## Objective:
Copy every line of the material from its opening line through the line containing "point(384, 325)", both included, and adjust each coordinate in the answer points by adding -146 to it.

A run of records
>> BEGIN

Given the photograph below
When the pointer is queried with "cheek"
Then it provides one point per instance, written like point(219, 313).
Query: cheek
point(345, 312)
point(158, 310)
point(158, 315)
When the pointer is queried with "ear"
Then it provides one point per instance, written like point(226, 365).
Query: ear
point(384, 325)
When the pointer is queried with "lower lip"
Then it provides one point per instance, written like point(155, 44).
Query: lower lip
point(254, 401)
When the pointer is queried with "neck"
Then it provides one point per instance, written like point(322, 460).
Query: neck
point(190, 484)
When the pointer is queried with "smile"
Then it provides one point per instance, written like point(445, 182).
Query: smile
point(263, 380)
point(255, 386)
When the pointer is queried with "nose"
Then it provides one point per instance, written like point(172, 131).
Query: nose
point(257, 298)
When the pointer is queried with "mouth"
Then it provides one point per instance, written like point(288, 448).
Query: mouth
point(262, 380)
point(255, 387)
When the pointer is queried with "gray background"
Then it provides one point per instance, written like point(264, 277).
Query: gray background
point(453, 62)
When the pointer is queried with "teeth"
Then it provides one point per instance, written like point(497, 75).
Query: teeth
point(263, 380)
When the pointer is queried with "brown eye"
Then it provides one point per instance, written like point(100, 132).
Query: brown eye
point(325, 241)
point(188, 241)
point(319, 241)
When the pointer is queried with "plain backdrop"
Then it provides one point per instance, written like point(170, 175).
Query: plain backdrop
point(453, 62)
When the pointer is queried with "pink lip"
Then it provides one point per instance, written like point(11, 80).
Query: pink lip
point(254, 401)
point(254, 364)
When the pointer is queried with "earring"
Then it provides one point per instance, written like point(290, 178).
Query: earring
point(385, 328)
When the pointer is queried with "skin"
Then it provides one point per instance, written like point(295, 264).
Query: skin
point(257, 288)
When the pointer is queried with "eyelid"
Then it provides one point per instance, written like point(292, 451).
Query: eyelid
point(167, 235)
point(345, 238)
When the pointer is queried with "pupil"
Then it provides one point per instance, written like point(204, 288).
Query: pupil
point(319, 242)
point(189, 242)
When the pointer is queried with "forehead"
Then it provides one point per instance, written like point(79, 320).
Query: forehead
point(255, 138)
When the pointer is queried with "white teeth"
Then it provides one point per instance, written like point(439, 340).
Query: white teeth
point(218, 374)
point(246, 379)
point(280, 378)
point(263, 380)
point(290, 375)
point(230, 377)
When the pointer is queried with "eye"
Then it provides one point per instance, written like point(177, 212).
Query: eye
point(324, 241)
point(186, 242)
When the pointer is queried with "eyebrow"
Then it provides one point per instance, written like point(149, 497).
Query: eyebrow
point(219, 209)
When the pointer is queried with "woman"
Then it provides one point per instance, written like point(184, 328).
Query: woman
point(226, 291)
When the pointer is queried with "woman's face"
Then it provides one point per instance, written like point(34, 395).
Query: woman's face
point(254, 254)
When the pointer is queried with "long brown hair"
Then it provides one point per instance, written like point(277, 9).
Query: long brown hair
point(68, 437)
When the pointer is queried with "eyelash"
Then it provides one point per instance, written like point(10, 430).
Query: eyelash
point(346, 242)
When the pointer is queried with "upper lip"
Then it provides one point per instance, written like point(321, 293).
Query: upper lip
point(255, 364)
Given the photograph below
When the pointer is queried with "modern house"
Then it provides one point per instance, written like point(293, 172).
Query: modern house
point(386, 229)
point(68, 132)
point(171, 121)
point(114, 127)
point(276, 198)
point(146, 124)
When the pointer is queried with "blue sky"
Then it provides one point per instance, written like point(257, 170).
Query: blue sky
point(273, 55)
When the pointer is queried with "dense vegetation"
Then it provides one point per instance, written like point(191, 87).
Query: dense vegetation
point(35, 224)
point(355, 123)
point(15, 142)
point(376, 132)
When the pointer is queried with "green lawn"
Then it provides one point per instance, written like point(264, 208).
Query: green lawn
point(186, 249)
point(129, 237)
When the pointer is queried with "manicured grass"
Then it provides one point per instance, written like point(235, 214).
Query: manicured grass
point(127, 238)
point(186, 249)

>> END

## The response:
Given the photograph below
When the pointer is queried with "cheek"
Then it provides one point per instance, written like point(219, 313).
Query: cheek
point(199, 166)
point(12, 164)
point(12, 169)
When the pointer is queried with "ear"
Then it provides one point per instance, written like point(226, 365).
Query: ear
point(238, 179)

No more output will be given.